(WORK TO BE COMPLETED)
An exact copy of every record is needed.

(DATA SHOWN)
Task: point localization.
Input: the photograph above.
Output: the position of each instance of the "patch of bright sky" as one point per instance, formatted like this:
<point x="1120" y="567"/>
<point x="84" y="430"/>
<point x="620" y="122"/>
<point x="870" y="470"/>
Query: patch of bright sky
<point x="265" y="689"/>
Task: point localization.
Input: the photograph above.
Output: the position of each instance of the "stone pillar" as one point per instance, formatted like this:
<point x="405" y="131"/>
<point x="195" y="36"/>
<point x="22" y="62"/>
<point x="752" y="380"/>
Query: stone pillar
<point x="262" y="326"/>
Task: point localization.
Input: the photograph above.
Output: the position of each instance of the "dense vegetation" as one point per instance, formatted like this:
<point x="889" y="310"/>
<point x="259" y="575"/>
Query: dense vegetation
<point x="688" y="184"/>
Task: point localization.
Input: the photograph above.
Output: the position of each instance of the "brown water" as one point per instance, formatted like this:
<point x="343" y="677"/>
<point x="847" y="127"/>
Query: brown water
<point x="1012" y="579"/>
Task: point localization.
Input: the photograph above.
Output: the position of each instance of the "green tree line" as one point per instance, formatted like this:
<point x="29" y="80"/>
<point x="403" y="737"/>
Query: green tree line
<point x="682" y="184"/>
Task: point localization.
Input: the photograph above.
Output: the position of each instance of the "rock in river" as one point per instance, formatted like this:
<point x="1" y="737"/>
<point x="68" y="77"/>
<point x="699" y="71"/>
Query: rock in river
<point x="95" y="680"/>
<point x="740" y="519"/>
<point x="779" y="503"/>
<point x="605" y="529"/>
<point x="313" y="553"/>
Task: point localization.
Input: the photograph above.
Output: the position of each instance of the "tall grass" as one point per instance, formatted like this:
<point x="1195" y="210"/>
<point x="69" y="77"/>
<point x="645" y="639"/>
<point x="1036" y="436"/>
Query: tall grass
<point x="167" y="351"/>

(TASK ANSWER)
Task: point localization.
Input: the photograph above.
Output: the position of each instance of the "patch of bright sky" as one point per instance, formatted like this:
<point x="1120" y="567"/>
<point x="84" y="430"/>
<point x="620" y="122"/>
<point x="870" y="470"/>
Query: patch of bright sky
<point x="265" y="689"/>
Task: point localization.
Input: the photograph above.
Output: the position of each instance of the "stone pillar" as one point per instance, formatted like this:
<point x="405" y="131"/>
<point x="195" y="36"/>
<point x="22" y="62"/>
<point x="752" y="380"/>
Query: stone pillar
<point x="262" y="326"/>
Task: point localization.
Input: the photograph above.
Output: the position of each instance of the "dense vegetation" as one point per instance, formatted like this:
<point x="889" y="310"/>
<point x="259" y="575"/>
Query: dense vegetation
<point x="688" y="184"/>
Task: point localization.
Input: the photograph above.
Output: the position of each instance of the "brown water" as one point per instance, formatted like this:
<point x="343" y="677"/>
<point x="847" y="127"/>
Query: brown water
<point x="1012" y="579"/>
Task: point localization.
Input: the photograph above.
Output: the position of each instance of the "green tree line" as one point per instance, formatted like this:
<point x="29" y="80"/>
<point x="403" y="737"/>
Query: green tree line
<point x="682" y="184"/>
Task: point localization.
Input: the photograph above.
Output: the position of each instance of the "rock in river" as one point per instance, formatted like this:
<point x="1" y="737"/>
<point x="68" y="77"/>
<point x="699" y="71"/>
Query: rock in river
<point x="95" y="680"/>
<point x="740" y="519"/>
<point x="779" y="503"/>
<point x="605" y="529"/>
<point x="313" y="553"/>
Task: point localization.
Input: the photograph above.
Output: the position of each instance of the "tall grass" as one point per instance, formatted like this:
<point x="1195" y="210"/>
<point x="69" y="77"/>
<point x="645" y="639"/>
<point x="1036" y="436"/>
Query: tall grass
<point x="167" y="351"/>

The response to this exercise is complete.